-- START OF ARTICLE --

Version: Latest

Running Experiments in Parallel with Tune

Try it out

Run this example in the Anyscale Console or view it on GitHub.

⏱️ Time to complete: 10 min

Ray Tune lets you easily run experiments in parallel across a cluster.

In this tutorial, you will learn:

How to set up a Ray Tune app to run an parallel grid sweep across a cluster.
Basic Ray Tune features, including stats reporting and storing results.
Monitoring cluster parallelism and execution using the Ray dashboard.

Note: This tutorial is run within a workspace. Please overview the Introduction to Workspaces template first before this tutorial.

Grid search hello world

Let's start by running a quick "hello world" that runs a few variations of a function call across a cluster. It should take about 10 seconds to run:

from ray import tune

def f(config):
    print("hello world from variant", config["x"])
    return {"my_result_metric": config["x"] ** 2}

tuner = tune.Tuner(f, param_space={"x": tune.grid_search([0, 1, 2, 3, 4])})
results = tuner.fit()
print(results)

Interpreting the results

You should see during the run a table of the trials created by Tune. One trial is created for each individual value of x in the grid sweep. The table shows where the trial was run in the cluster, how long the trial took, and reported metrics:

On completion, it returns a ResultGrid object that captures the experiment results. This includes the reported trial metrics, the path where trial results are saved:

ResultGrid<[
  Result(
    metrics={'my_result_metric': 0},
    path='/home/ray/ray_results/f_2024-02-27_11-40-53/f_1e2c4_00000_0_x=0_2024-02-27_11-40-56',
    filesystem='local',
    checkpoint=None
  ),
  ...

-- END OF ARTICLE --

→ **SHORT PROBLEM 1**
According to the Ray Tune tutorial, what object is returned when the run completes?
The listing has no connection to the tutorial.

-- START OF DATA RECORDS --

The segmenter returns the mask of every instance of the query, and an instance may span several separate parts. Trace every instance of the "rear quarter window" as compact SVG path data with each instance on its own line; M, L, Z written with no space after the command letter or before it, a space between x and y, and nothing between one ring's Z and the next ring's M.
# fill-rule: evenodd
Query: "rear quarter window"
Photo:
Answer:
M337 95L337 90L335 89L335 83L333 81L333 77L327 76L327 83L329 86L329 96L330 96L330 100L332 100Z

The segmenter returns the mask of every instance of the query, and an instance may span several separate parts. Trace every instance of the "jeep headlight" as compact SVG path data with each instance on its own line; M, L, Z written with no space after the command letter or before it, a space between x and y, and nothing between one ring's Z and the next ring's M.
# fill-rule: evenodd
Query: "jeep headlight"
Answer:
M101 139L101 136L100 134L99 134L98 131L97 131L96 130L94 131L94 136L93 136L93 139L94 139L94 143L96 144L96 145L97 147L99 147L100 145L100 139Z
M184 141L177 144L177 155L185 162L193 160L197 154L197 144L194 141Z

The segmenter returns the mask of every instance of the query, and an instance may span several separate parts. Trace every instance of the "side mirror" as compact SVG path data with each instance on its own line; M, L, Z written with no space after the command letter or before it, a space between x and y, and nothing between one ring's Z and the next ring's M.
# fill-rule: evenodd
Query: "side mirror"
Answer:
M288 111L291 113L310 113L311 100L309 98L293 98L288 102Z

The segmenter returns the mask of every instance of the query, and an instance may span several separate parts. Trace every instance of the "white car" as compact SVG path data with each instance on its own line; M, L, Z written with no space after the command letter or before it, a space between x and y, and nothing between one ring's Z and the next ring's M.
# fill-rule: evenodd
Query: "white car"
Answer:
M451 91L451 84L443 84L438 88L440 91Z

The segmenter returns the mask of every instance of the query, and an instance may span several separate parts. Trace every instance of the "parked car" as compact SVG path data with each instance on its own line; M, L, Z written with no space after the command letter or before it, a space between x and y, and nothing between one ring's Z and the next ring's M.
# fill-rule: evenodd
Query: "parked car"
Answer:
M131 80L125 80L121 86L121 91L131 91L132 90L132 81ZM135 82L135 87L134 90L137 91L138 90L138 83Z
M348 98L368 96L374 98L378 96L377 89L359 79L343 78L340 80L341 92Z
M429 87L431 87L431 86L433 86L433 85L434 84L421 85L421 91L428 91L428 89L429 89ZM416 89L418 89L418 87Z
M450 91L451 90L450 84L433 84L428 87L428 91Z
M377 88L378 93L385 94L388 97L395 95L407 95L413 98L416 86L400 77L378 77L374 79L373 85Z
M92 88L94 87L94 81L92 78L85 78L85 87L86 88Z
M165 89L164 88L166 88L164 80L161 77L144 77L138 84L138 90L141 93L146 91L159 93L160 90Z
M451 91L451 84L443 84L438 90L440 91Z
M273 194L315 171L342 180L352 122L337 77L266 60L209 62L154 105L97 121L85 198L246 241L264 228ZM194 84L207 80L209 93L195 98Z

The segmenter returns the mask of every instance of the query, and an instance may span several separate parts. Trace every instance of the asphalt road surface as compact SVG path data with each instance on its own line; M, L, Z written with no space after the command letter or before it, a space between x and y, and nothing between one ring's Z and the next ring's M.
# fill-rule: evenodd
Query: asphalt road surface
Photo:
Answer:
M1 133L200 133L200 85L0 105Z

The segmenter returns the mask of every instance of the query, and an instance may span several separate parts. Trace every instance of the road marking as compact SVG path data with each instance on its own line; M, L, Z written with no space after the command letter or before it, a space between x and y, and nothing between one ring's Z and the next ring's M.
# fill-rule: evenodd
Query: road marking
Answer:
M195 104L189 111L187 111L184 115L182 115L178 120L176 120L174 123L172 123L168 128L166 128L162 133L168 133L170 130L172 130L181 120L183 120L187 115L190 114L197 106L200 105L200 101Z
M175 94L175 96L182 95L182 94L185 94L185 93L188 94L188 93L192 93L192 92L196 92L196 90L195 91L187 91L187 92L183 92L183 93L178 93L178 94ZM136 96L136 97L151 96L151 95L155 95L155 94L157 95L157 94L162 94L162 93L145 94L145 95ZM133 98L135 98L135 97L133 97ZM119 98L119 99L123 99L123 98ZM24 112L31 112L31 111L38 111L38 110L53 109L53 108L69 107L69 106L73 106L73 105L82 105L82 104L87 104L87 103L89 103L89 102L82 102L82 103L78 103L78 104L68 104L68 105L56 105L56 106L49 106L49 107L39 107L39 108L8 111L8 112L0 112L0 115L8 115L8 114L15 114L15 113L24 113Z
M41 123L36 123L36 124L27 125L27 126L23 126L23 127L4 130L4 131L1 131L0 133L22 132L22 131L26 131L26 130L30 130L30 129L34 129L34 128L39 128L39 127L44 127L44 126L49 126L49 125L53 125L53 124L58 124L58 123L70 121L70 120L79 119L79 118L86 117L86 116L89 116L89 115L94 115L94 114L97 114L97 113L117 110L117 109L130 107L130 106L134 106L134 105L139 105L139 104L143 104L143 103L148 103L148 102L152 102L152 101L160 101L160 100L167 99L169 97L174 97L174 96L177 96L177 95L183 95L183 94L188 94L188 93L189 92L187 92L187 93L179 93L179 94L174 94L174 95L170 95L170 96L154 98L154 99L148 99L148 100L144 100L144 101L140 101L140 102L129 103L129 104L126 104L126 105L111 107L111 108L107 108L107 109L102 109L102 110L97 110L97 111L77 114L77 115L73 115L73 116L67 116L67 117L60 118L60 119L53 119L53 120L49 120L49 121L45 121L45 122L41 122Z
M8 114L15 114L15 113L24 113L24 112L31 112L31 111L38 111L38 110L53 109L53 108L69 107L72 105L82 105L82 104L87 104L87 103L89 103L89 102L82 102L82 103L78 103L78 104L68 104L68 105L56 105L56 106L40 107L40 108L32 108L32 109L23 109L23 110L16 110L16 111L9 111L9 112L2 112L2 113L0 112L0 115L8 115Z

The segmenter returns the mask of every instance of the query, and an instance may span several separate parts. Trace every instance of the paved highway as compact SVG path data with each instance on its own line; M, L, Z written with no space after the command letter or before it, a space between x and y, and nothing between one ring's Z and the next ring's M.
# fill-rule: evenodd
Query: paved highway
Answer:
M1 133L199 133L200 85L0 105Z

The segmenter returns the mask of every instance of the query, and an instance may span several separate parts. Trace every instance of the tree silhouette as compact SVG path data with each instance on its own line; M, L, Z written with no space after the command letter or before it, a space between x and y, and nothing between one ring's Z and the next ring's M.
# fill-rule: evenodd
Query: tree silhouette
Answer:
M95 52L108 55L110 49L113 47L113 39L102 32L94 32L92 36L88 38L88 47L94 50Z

-- END OF DATA RECORDS --
-- START OF DATA RECORDS --

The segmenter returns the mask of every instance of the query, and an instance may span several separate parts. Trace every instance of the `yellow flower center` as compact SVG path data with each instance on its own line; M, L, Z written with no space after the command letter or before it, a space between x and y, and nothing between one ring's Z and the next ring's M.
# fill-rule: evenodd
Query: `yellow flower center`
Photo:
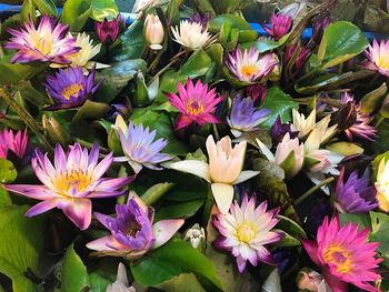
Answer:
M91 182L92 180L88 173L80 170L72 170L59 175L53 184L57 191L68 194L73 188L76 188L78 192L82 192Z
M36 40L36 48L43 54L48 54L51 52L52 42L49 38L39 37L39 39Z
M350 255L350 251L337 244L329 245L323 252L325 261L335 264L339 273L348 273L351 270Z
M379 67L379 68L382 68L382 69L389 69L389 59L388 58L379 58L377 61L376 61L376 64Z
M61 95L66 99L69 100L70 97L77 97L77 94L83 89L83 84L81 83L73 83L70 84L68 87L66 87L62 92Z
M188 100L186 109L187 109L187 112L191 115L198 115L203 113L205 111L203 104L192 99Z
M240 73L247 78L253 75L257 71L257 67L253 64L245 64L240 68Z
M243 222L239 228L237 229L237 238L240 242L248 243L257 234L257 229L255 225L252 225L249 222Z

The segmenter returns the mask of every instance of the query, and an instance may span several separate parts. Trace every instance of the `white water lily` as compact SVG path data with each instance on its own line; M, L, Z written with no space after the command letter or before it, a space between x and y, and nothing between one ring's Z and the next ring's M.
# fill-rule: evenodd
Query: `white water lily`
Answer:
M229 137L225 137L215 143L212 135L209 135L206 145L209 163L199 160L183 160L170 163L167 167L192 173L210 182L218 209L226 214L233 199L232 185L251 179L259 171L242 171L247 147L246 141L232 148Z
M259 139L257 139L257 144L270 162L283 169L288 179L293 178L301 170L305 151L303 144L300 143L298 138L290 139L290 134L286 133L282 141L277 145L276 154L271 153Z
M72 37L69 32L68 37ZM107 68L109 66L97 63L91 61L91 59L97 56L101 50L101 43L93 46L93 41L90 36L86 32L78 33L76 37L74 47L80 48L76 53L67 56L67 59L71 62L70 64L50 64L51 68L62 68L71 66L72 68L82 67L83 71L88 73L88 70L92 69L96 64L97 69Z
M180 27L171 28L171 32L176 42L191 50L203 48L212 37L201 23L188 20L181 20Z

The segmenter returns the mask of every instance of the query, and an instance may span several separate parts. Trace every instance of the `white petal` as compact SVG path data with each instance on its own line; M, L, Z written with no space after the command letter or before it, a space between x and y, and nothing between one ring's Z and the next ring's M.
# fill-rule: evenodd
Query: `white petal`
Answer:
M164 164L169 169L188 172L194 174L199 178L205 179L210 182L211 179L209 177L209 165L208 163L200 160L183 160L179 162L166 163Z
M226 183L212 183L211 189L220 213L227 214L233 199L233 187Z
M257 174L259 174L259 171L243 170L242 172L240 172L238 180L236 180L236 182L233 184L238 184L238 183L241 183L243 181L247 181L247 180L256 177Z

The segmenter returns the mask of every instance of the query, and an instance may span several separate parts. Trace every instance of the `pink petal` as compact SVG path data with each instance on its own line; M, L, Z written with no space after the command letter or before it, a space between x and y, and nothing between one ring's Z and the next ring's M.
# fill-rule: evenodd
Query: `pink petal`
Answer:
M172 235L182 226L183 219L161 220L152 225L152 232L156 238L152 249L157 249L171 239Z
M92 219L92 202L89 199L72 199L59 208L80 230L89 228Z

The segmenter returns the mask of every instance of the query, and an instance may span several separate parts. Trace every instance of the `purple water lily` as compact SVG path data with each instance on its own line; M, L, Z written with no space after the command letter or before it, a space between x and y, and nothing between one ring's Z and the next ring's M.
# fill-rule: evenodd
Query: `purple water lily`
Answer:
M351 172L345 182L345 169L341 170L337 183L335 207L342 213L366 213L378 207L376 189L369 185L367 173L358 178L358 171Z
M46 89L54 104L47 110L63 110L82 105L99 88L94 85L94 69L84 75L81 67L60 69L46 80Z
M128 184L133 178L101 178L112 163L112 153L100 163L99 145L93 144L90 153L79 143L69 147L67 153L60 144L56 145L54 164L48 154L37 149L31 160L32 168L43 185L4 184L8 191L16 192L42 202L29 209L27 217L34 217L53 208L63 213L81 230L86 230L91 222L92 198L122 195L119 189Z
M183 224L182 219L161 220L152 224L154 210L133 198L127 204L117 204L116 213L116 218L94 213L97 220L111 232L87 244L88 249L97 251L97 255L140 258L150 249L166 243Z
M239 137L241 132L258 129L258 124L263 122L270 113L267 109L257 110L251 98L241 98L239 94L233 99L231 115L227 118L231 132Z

-- END OF DATA RECORDS --
-- START OF DATA RECORDS --

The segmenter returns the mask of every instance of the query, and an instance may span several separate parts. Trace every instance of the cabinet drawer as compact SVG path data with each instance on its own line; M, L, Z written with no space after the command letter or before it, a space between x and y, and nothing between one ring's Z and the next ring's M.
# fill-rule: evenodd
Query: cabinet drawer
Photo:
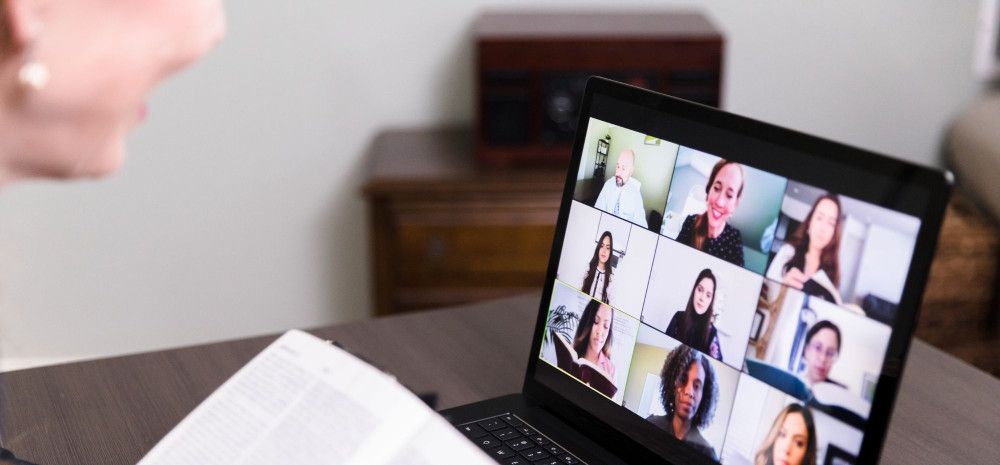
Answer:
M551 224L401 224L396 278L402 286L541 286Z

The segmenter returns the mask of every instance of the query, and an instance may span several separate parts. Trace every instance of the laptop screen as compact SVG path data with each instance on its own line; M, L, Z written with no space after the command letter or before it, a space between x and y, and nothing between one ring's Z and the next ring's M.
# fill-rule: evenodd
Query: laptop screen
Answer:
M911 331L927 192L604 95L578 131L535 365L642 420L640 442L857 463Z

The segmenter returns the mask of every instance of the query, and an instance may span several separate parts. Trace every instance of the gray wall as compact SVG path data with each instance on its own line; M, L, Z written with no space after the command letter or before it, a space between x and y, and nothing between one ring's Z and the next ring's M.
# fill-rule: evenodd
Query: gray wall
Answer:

-- END OF DATA RECORDS --

→ **SHORT PROBLEM 2**
In the listing, swap "cabinet drawer" for "dresser drawer" in the lines from the one with "of the cabinet" through the one with "M551 224L401 224L396 278L402 286L541 286Z", leaving everything else unchanged. Return only those lines, and leave out the picture.

→ **TASK OUTPUT 1**
A ResultGrid object that captures the experiment results.

→ **TASK OUTPUT 2**
The segmenter returns the mask of every instance of the query, and an instance may span several separate parts. Trace every instance of the dresser drawer as compact SVG path data with each instance on its own line; M, L, Z written with no space after the command letter or before it, a space between x and y, and nothing between one ring's Z and the next ring's M.
# fill-rule: evenodd
Query: dresser drawer
Photo:
Answer:
M551 224L401 224L396 278L402 286L541 286Z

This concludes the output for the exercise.